--- ЗАДАНИЕ 1 ---
Когда, согласно воспоминаниям о балочном стане, умерла Клавдия Степановна?
--- ЗАДАНИЕ 2 ---
Перепишите из воспоминаний о балочном стане отрывок, начиная со слов «Умерла Клавдия Степановна» и заканчивая словами «общему прокатному делу.».
--- ЗАДАНИЕ 3 ---
Продолжите воспоминания о балочном стане после последнего приведенного предложения.

--- ТЕКСТ ДЛЯ ЧТЕНИЯ ---
--------------------------------

В конце 60-ых годов, после защиты техпроекта балочного стана на совместном техсовете Минтяжмаша и Минчермета, собрались с Дроз-децкой и Соколовским, который тогда был вместе со мной, и стали обсуждать, как нам отметить столь знаменательное для страны событие. Вспомнив, что Вараксин, недавно перебравшийся на работу в Москву, только что получил квартиру и живет в ней один в ожидании приезда семьи, я предложил поехать к нему в гости и устроить экспромтное новоселье. Разыскали Алексея достаточно быстро, он был еще на работе, уговорили еще быстрее и вчетвером отправились

к нему за Речной вокзал. Часов в 12 ночи, когда вино было выпито, квартира полностью обследована и найдено всем место для спанья, Алексей придумал пойти перед сном прогуляться в их парковую зону. Конец октября, темень – глаз выколи. Приходим на какой-то канал и, увидев воду, мы, три походника, просто не можем отказать себе в удовольствии искупаться. Испрашиваем на то разрешения у дамы и в чем мать родила, благо ничего не видно, лезем в ледяную осеннюю воду. Клавдия Степановна от купания отказалась, осталась на берегу. Но не причитала, не отговаривала нас, вела себя в такой ситуации вполне адекватно: вы хотите побеситься, – пожалуйста, у нас полная свобода. Изумительная была женщина!

Я поддерживал с ней отношения и после выхода ее на пенсию, она была года на два меня старше. Иногда позванивал, несколько раз встречались у нее дома и с наслаждением вспоминали наши прежние времена. А вспомнить было что. Мы проработали вместе четверть века и провели с ней три уникальных объекта: первое в мире рельсотер-мическое отделение и самые мощные первые в Союзе блюминг 1500 и данный балочный стан. Провели от первой линии на чертежах до пуска и вывода цехов на проектные параметры. Правда, по блюмингу, надо отдать должное, на стадии рабочего проектирования и изготовления, в связи с большой тогда моей загрузкой, функции инженера проекта исполнял А. Г. Семовских. Он же помогал и пускать его.

Умерла Клавдия Степановна в январе 1997 года, оставив в сердцах, душах и умах глубокий след незаурядной личности и честнейшего служения нашему общему прокатному делу.

Так вот, только благодаря Дроздецкой, продолжаю о стане, мы получили техническое задание на его проектирование без каких-либо по нему замечаний. Все нас интересующее и для работы необходимое было учтено и совместно проработано еще на стадии подготовки и утверждения проектного задания. Тем не менее, более или менее однозначно в техзадании были оговорены только чисто потребительские характеристики стана. Что касается состава оборудования, его параметров и планировки, то заданием они относились как бы к прерогативе разработчика технического проекта. И это позволило нам ринуться в своеобразную авантюру. Я говорю «нам», имея в виду кроме себя, официально назначенного Главным инженером проекта, своего неформального консультанта и признанного мною лидера в части разного «свинтопрулизма» – Соколовского и саму Дроздецкую, которая, как я уже отмечал, также была весьма и весьма подъемна на подобные предложения.

--------------------------------

--- ИСХОДНЫЕ ДАННЫЕ ---

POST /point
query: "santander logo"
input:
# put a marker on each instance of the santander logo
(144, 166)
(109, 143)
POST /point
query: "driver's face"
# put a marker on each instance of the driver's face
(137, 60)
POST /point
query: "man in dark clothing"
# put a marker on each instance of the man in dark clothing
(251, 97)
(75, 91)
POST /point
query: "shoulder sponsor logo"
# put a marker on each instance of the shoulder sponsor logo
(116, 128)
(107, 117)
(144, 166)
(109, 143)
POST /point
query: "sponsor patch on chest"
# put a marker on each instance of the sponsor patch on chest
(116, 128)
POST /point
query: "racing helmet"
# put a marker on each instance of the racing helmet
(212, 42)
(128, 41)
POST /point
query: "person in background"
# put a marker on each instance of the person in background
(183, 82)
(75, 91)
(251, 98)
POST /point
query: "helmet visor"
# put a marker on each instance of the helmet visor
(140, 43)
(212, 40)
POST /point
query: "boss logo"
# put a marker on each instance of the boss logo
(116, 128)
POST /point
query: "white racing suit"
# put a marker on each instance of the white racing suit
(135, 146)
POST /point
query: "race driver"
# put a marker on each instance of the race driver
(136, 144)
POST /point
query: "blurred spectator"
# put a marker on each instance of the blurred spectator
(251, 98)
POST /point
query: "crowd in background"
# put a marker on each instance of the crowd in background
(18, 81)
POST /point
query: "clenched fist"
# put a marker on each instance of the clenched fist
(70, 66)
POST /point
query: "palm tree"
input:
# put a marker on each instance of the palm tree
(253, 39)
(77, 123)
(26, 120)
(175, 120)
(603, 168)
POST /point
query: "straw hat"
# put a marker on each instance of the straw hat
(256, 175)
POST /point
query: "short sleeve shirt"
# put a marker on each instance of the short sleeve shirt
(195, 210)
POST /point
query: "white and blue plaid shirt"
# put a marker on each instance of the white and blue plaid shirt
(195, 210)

--------------------------------

--- ОТВЕТ 1 ---
В январе 1997 года.

--- ОТВЕТ 2 ---
Умерла Клавдия Степановна в январе 1997 года, оставив в сердцах, душах и умах глубокий след незаурядной личности и честнейшего служения нашему общему прокатному делу.

--- ОТВЕТ 3 ---
Для начала мы решили сделать стан с учетом всех известных современных направлений в области прокатного производства. И, отбросив в сторону его масштабность, задумали реализовать на нем

принципы, апробированные к тому времени только в мелкосортном производстве: непрерывную прокатку полосы, термообработку, охлаждение и правку металла в полной полосе, разрезание последних на мерные длины, поточный инспекторский контроль готовых балок и тому подобные другие менее значительные, но не менее сомнительные мероприятия уже чисто технологического плана, вроде полностью механизированной выборочной зачистки заготовок на складе блюминга или их термофрезерования в потоке балочного стана…

Правда, по мере углубленного ознакомления с существом проблем и более реалистичной оценкой возможных негативных последствий в случае реализации намеченных нововведений, мы постепенно стали спускаться на грешную землю. Но к тому времени успели уже настолько раззвенеть везде о своих идеях и настолько увлекли кое-кого в их перспективности и целесообразности, что пришлось соображать, как из нами распропагандированного красиво и без лишних для себя синяков выбраться.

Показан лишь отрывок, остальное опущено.